## Brief
Return each line of the items below that contains the word "wheelchair". Case counts, so a line matches only if the word appears with the same capitalization.

---+---

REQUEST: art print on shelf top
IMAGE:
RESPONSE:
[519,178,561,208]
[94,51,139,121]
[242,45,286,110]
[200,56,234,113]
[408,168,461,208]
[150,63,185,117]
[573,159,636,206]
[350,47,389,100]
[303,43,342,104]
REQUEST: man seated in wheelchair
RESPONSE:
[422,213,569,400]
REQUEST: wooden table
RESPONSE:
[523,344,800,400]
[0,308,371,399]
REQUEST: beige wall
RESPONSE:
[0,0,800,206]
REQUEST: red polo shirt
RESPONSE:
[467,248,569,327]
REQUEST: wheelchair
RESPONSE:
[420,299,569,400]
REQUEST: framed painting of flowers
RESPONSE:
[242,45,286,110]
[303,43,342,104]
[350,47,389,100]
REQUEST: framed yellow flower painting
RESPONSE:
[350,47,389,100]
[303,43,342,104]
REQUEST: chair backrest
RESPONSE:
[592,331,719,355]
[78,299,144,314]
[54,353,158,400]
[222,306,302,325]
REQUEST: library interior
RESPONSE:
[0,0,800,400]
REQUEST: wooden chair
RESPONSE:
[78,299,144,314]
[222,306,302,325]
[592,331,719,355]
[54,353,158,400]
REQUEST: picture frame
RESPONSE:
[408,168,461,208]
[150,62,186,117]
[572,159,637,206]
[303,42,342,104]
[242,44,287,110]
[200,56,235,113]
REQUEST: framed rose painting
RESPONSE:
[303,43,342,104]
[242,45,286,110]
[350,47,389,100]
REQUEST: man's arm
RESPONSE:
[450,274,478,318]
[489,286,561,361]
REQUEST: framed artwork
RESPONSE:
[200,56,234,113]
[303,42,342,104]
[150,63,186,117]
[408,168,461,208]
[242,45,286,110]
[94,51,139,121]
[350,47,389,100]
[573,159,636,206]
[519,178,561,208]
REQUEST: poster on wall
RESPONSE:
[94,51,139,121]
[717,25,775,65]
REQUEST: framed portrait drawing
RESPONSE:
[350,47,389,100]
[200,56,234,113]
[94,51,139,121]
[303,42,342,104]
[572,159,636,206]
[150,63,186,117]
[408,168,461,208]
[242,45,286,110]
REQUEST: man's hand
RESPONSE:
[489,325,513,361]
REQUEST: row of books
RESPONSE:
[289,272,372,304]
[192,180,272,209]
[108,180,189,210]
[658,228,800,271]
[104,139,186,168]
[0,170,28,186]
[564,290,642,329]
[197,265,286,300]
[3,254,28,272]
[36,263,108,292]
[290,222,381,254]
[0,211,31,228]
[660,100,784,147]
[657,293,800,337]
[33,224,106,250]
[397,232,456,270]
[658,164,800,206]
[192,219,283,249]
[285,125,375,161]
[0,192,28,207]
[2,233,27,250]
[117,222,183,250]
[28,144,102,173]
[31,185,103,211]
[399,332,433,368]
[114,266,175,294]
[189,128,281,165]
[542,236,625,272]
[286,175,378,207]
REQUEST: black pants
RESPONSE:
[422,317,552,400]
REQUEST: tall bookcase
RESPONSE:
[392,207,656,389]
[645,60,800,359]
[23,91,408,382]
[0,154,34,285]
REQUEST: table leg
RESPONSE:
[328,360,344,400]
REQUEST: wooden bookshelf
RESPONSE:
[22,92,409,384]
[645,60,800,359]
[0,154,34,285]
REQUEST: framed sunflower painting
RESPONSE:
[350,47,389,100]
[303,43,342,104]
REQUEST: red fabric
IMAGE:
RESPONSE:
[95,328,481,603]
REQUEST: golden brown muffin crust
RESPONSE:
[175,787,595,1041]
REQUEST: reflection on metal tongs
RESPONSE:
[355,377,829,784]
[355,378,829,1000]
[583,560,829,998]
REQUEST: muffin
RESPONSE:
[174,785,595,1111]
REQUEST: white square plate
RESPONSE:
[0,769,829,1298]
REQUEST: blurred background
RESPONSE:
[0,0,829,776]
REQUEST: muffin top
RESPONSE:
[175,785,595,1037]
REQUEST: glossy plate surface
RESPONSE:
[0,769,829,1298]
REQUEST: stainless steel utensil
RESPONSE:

---+---

## Result of this task
REQUEST: man seated in wheelchair
REQUEST: wheelchair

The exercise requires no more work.